> Task: Exactly reproduce the lines from the top of the entries below through the line containing "as [[592, 184]].", with both ends included.

> Data extract:
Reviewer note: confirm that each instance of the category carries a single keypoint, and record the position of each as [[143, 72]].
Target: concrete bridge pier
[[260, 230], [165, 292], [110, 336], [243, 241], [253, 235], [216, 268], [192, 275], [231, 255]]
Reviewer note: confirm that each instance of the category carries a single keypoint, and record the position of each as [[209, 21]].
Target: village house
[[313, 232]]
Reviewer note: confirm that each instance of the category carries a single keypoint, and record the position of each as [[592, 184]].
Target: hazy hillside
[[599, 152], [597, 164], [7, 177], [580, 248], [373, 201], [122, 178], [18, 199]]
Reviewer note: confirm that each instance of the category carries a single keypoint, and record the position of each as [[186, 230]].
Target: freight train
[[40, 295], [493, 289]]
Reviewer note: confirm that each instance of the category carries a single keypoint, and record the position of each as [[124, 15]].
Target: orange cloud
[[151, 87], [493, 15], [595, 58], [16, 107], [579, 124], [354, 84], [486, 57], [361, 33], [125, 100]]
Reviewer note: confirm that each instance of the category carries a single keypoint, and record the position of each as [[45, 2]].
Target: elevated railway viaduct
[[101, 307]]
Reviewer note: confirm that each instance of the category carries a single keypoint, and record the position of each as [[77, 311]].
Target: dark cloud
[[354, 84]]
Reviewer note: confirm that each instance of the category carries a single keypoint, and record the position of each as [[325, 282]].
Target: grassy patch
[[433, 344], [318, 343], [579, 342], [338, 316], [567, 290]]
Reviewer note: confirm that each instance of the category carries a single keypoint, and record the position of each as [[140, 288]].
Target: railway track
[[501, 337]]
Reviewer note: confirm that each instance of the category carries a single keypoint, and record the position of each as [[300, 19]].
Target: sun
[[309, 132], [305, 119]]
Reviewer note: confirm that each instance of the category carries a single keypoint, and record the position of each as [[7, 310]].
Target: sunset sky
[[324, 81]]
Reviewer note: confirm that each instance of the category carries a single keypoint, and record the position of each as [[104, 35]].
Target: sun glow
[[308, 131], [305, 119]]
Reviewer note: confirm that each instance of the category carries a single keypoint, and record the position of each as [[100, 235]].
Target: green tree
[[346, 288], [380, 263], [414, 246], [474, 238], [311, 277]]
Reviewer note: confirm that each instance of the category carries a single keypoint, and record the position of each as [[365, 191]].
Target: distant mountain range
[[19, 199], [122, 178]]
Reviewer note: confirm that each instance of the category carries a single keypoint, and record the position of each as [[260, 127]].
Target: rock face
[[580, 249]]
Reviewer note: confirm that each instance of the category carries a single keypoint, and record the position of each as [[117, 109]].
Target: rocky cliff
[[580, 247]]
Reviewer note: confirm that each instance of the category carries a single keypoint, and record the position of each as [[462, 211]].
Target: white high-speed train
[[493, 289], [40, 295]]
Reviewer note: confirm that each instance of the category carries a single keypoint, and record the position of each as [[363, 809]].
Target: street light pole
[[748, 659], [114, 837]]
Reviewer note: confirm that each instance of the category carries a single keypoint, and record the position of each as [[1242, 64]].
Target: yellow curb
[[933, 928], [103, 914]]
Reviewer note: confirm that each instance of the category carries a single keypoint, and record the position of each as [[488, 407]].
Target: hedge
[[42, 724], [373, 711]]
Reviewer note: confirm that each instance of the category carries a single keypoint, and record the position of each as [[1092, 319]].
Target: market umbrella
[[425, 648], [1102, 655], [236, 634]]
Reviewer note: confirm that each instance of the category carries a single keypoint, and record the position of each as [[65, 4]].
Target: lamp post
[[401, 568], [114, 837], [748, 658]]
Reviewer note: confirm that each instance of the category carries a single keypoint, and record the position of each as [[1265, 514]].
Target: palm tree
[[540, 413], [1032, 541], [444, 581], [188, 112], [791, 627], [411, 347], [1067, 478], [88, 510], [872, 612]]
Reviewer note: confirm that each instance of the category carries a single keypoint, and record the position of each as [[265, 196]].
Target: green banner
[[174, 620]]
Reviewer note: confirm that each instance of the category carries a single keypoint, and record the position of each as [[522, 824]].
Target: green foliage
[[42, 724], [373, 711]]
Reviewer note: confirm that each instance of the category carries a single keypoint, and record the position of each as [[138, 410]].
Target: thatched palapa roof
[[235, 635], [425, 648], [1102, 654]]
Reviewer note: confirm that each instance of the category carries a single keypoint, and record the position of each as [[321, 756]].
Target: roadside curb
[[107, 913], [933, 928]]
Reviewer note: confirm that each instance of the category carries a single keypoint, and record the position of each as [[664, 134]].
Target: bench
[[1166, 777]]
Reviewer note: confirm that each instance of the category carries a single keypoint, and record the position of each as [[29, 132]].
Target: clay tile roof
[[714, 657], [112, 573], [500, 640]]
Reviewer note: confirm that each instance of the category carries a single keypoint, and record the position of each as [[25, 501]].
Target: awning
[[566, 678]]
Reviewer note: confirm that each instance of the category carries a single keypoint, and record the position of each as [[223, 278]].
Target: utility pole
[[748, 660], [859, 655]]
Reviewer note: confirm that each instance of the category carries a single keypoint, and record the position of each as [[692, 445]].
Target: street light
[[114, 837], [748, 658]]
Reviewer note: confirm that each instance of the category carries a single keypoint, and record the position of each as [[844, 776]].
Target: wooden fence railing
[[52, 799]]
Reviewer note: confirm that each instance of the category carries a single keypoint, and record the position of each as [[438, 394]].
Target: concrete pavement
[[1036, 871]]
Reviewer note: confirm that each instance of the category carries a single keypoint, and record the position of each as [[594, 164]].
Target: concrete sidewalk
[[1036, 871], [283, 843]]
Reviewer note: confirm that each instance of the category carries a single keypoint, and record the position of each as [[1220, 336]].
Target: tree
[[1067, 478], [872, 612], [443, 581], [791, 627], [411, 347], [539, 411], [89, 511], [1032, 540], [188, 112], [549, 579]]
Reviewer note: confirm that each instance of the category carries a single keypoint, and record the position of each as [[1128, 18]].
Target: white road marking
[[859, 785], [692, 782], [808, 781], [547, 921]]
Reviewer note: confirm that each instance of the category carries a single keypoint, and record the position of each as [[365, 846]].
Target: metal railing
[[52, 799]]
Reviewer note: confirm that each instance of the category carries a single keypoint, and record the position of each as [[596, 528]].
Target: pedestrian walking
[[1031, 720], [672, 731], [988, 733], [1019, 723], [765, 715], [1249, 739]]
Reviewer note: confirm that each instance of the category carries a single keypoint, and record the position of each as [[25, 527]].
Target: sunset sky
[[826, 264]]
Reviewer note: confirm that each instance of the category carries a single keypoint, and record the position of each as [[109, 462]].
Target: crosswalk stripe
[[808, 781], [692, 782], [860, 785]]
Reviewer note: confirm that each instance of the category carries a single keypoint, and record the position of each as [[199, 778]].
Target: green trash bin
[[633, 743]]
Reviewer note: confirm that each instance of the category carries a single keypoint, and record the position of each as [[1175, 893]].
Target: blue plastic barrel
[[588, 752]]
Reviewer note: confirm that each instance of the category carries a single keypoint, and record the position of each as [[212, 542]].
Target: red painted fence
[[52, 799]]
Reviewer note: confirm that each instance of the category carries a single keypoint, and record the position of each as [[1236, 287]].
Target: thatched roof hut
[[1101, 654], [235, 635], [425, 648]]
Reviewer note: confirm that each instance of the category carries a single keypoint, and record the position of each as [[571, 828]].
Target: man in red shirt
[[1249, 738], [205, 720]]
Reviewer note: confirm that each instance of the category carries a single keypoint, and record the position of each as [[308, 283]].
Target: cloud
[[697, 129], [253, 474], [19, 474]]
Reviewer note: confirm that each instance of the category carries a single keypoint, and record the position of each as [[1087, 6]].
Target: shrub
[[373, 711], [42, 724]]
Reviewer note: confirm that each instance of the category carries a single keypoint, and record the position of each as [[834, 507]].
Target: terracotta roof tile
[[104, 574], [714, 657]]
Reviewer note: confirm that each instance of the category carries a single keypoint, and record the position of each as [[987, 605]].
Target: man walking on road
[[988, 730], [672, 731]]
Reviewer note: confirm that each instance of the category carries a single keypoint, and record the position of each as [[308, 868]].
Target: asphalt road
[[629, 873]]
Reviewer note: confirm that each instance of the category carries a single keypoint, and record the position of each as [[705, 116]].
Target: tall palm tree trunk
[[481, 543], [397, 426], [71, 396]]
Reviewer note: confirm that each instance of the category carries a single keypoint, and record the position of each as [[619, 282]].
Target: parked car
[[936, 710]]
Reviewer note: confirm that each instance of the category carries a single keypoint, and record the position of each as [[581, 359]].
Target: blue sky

> Output below:
Reviewer note: confirm that each instance of the category carries a single keypoint, and record the position of each as [[143, 72]].
Target: concrete bridge pier
[[260, 230], [165, 292], [110, 336], [243, 241], [253, 235], [216, 268], [192, 275], [231, 255]]
Reviewer note: confirm that each instance of the category carries a single keypoint, and record the position of each as [[209, 21]].
Target: village house
[[313, 232]]
Reviewer note: confirm that each instance of the category carries a single keypoint, and record the position of each as [[592, 184]].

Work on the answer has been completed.